TÜRKİYE CUMHURİYETİ
|
ANAYASA MAHKEMESİ
|
|
|
İKİNCİ BÖLÜM
|
|
KARAR
|
|
MESUT ÖZÇELİK BAŞVURUSU
|
(Başvuru Numarası: 2019/24197)
|
|
Karar Tarihi: 2/12/2020
|
|
İKİNCİ BÖLÜM
|
|
KARAR
|
|
Başkan
|
:
|
Kadir ÖZKAYA
|
Üyeler
|
:
|
Engin YILDIRIM
|
|
|
Celal Mümtaz AKINCI
|
|
|
Rıdvan GÜLEÇ
|
|
|
Yıldız SEFERİNOĞLU
|
Raportör
|
:
|
Selçuk KILIÇ
|
Başvurucu
|
:
|
Mesut ÖZÇELİK
|
Vekili
|
:
|
Av. Murat SADAK
|
I. BAŞVURUNUN
KONUSU
1. Başvuru; ceza davasında yargılamanın uzun sürmesi
nedeniyle adil yargılanma hakkının, mahrum kalınan maddi değerler sebebiyle de
mülkiyet hakkının ihlal edildiği iddiasına ilişkindir.
II. BAŞVURU
SÜRECİ
2. Başvuru 11/7/2019 tarihinde yapılmıştır.
3. Başvuru, başvuru formu ve eklerinin idari yönden
yapılan ön incelemesinden sonra Komisyona sunulmuştur.
4. Komisyonca başvurunun kabul edilebilirlik
incelemesinin Bölüm tarafından yapılmasına karar verilmiştir.
5. Bölüm Başkanı tarafından başvurunun kabul
edilebilirlik ve esas incelemesinin birlikte yapılmasına karar verilmiştir.
6. Başvuru belgelerinin bir örneği bilgi için Adalet
Bakanlığına (Bakanlık) gönderilmiştir. Bakanlık görüş bildirmemiştir.
III. OLAY VE
OLGULAR
7. Başvuru formu ve eklerinde ifade edildiği şekliyle
ilgili olaylar özetle şöyledir:
8. Başvurucu hakkında, Gaziosmanpaşa Cumhuriyet
Başsavcılığının 18/11/2009 tarihli iddianamesi üzerine müstehcen yayınları
alışveriş merkezleri dışında satmaya arzetmek, satmak veya kiraya vermek
suçundan bahisle Gaziosmanpaşa 9. Asliye Ceza Mahkemesinde (Mahkeme) kamu
davası açılmıştır.

Toplanan veriler:
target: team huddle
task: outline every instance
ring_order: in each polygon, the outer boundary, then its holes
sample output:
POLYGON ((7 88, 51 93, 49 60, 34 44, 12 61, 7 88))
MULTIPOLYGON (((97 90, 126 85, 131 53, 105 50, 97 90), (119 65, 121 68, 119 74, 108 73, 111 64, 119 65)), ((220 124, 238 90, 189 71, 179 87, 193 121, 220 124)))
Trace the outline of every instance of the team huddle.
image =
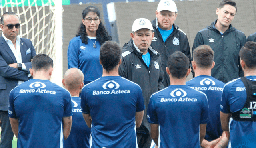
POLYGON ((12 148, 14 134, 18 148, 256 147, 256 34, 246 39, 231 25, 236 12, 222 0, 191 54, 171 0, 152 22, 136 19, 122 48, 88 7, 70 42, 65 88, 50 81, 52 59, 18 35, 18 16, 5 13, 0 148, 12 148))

Uygulama görevi 1: Toplanan veriler listesinin tamamını satır satır aynen çıktı olarak verin. Resimleri yanıta almayın.
Uygulama görevi 2: Mesut Özçelik başvurusuna ilişkin karar metninin devamını, gösterilen son cümleden sonrasından başlayarak yazın.

Yazılı yanıt 1:
target: team huddle
task: outline every instance
ring_order: in each polygon, the outer boundary, then its holes
sample output:
POLYGON ((7 88, 51 93, 49 60, 34 44, 12 61, 7 88))
MULTIPOLYGON (((97 90, 126 85, 131 53, 105 50, 97 90), (119 65, 121 68, 119 74, 108 73, 111 64, 119 65)), ((220 124, 238 90, 189 71, 179 87, 193 121, 220 124)))
Trace the outline of every instance of the team huddle.
image =
POLYGON ((12 148, 14 134, 18 148, 256 147, 256 34, 246 39, 231 25, 236 12, 222 0, 191 54, 171 0, 152 22, 136 19, 122 48, 88 7, 70 42, 65 88, 50 81, 52 59, 18 35, 18 16, 5 13, 0 148, 12 148))

Yazılı yanıt 2:
9. Başvurucunun ilk derece yargılamasındaki duruşmalara
katılmaması üzerine Mahkemece zorla getirme kararı alınmış ve zorla getirme
kararına istinaden katıldığı duruşma dâhil başvurucu sekiz duruşmadan sadece
ikisine katılmıştır. Başvurucunun katıldığı ilk duruşmada ifadesi alınmış ve
katıldığı diğer duruşmada da karar verilmiştir.
10. Mahkemece 16/4/2015 tarihinde başvurucunun 6 ay hapis
ve 100 TL adli para cezası ile cezalandırılmasına hükmedilmiştir. Mahkeme
tarafından verilen söz konusu kararın temyiz edilmesiyle dava temyiz aşamasında
derdest durumdadır.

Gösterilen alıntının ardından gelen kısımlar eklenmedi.